Once the images are removed, set down everything else in the listing below exactly.
- Opening Delimiter -
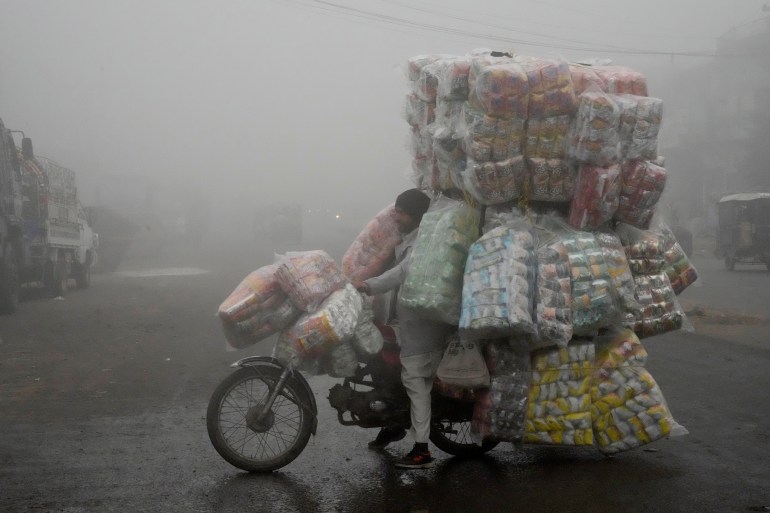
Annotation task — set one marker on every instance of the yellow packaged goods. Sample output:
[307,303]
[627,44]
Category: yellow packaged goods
[433,285]
[308,277]
[256,309]
[373,248]
[315,334]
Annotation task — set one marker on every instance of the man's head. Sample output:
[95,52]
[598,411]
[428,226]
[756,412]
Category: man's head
[410,207]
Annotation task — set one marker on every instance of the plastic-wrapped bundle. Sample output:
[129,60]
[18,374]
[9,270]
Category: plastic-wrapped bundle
[659,311]
[551,179]
[495,182]
[560,396]
[594,136]
[453,78]
[372,249]
[642,184]
[451,162]
[315,334]
[256,309]
[593,305]
[620,272]
[499,88]
[488,138]
[645,250]
[585,78]
[367,339]
[419,113]
[554,295]
[433,285]
[308,277]
[596,197]
[680,271]
[622,80]
[550,88]
[498,286]
[501,411]
[629,409]
[639,126]
[547,137]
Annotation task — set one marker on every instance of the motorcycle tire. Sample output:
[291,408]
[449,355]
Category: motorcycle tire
[455,438]
[271,444]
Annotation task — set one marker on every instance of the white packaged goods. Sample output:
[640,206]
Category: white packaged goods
[315,334]
[372,249]
[498,285]
[256,309]
[554,295]
[308,277]
[434,282]
[559,409]
[642,184]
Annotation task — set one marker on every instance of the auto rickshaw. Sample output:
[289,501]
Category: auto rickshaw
[743,235]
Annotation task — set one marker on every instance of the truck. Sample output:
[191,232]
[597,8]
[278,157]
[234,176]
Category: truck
- Closing Delimiter -
## Task result
Annotation task — set one marker on every instance of the yellow packaged goods. Sample output:
[307,303]
[627,44]
Category: yellow packaged goods
[433,285]
[308,277]
[256,309]
[373,248]
[315,334]
Annotation task — set one marker on every instance of the man's head. Sample output:
[95,52]
[598,411]
[428,226]
[756,412]
Category: man's head
[410,207]
Annotation task — set one marker on every instance of the plastic-wrapped bundle. Sample output:
[129,60]
[18,374]
[9,270]
Category: plastic-wrapped bundle
[659,311]
[551,179]
[495,182]
[560,396]
[594,136]
[453,78]
[372,249]
[642,184]
[451,162]
[315,334]
[256,309]
[593,305]
[620,272]
[499,88]
[488,138]
[645,250]
[585,78]
[367,339]
[419,113]
[554,295]
[433,285]
[308,277]
[596,197]
[680,271]
[622,80]
[550,88]
[498,286]
[501,411]
[629,409]
[639,126]
[547,137]
Annotation task — set one marker on every instance of the motorcycle tire. Sample output:
[291,408]
[449,355]
Category: motorcycle tire
[455,438]
[271,444]
Annotation task — set one marker on every instance of the white packaged goods. Sample output:
[640,206]
Category: white packaged goods
[315,334]
[372,249]
[498,285]
[256,309]
[554,295]
[308,277]
[434,282]
[559,409]
[642,184]
Annotation task — set one marker on every instance of the auto rickshaw. Sample output:
[289,501]
Category: auto rickshaw
[743,235]
Annotation task — set one marker on every instance of the truck. Sample output:
[191,232]
[597,8]
[278,157]
[234,176]
Category: truck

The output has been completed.